_Set exercise_: Convert every line of the records below into a Markdown table with the columns Row and Line, numbering the rows in order. Omit blank lines and the pictures.

_Dataset records_:
##############################

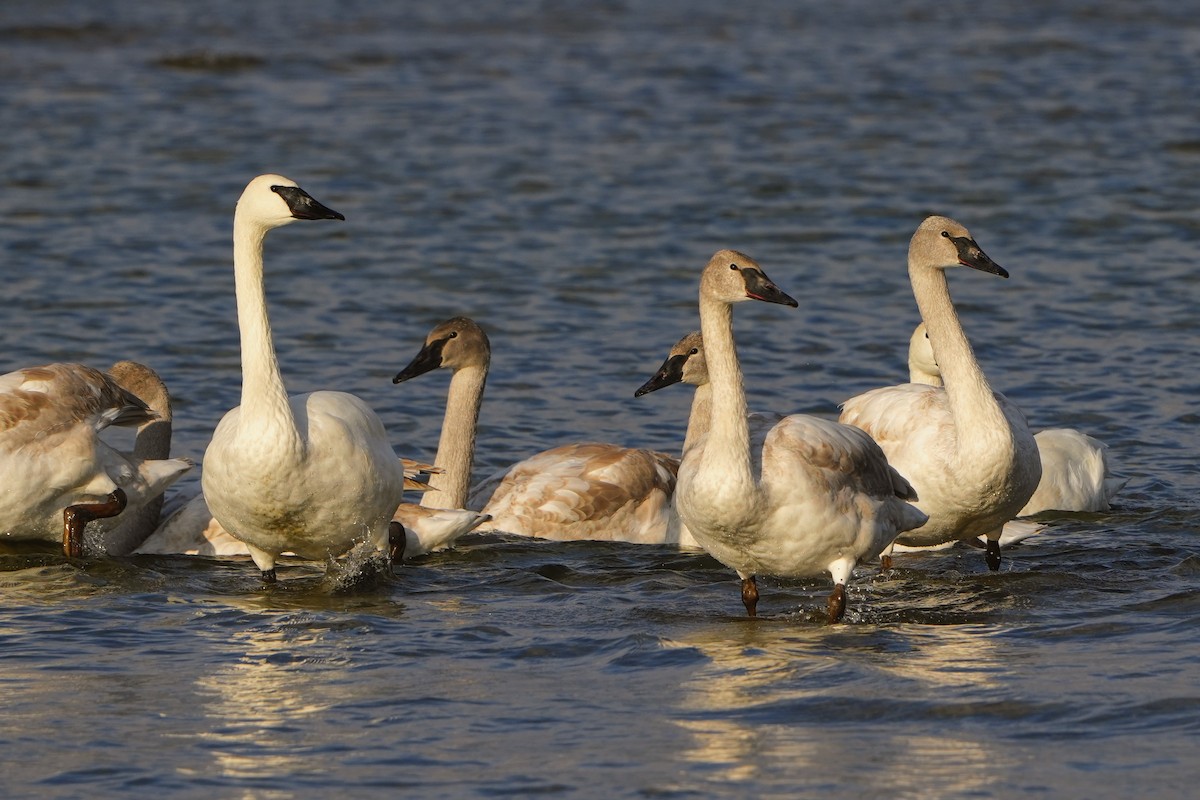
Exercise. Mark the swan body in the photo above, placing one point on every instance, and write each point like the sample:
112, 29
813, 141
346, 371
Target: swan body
585, 491
53, 458
966, 450
1075, 470
815, 498
312, 474
189, 529
151, 456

##############################

_Answer to this problem_:
| Row | Line |
|---|---|
| 1 | Exercise. Mark the swan body in the photo above, placing one point on every instance, and write each point like the sample: |
| 2 | 112, 29 |
| 3 | 813, 141 |
| 4 | 346, 371 |
| 5 | Target: swan body |
| 6 | 585, 491 |
| 7 | 53, 458 |
| 8 | 966, 450 |
| 9 | 1075, 470 |
| 10 | 815, 498 |
| 11 | 312, 474 |
| 12 | 189, 529 |
| 13 | 151, 456 |